### LISTED ENTRIES

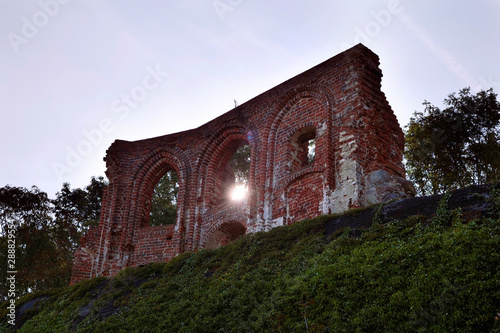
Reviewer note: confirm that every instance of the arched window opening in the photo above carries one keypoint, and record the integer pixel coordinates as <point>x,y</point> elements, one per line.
<point>164,200</point>
<point>240,166</point>
<point>304,147</point>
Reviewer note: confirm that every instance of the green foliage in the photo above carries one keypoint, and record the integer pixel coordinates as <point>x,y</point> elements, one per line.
<point>397,277</point>
<point>46,233</point>
<point>457,146</point>
<point>164,200</point>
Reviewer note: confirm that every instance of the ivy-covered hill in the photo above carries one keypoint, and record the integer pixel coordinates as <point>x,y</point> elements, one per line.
<point>429,264</point>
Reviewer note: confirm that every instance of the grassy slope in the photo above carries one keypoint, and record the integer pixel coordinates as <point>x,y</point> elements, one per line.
<point>399,277</point>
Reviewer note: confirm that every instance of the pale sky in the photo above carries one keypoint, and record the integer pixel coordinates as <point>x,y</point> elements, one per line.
<point>77,75</point>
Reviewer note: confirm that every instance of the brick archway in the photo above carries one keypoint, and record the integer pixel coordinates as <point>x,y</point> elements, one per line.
<point>338,102</point>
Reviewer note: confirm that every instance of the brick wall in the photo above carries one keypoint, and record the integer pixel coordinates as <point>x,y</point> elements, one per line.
<point>338,103</point>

### WHAT YOU HAVE TO DO
Give the records back exactly. Leave the pictures out.

### YOUR RESPONSE
Reviewer note: confirm that every instance of the arched window opening in the photo above carries one keypoint, and record the integer pixel coordinates as <point>x,y</point> elements, one per line.
<point>164,200</point>
<point>240,166</point>
<point>304,147</point>
Reviewer note: confirm that every instance of the green foliage in the photo above carries one keypoint, and record the integer pixel coordinates as <point>x,y</point> elements, one per line.
<point>397,277</point>
<point>46,233</point>
<point>457,146</point>
<point>164,200</point>
Reviewer note: confirm that every instance of the ivy-covered hill in the photo above carries one keypoint, and record the integer pixel coordinates as <point>x,y</point> elements, one per line.
<point>429,264</point>
Reviewer note: confirm that every instance of the grassy slope in the photo above carries one keypoint, and record the integer pixel coordinates as <point>x,y</point> elements, one per line.
<point>399,277</point>
Reviewer note: confirm that every instance of the pale sky in the photo above carries one keypoint, and record the integer pixel coordinates as <point>x,y</point> elements, one per line.
<point>77,75</point>
Reviewer note: confirm that every instance of the brick archway in the photo above carries one keypoint, and record the integer pixel coordinates as <point>x,y</point> elements, one per line.
<point>338,102</point>
Reviewer note: confirm that every instance of the brick wall in the photo above carries one keypoint, and record the integer pixel coordinates as <point>x,y</point> elements, one per line.
<point>338,103</point>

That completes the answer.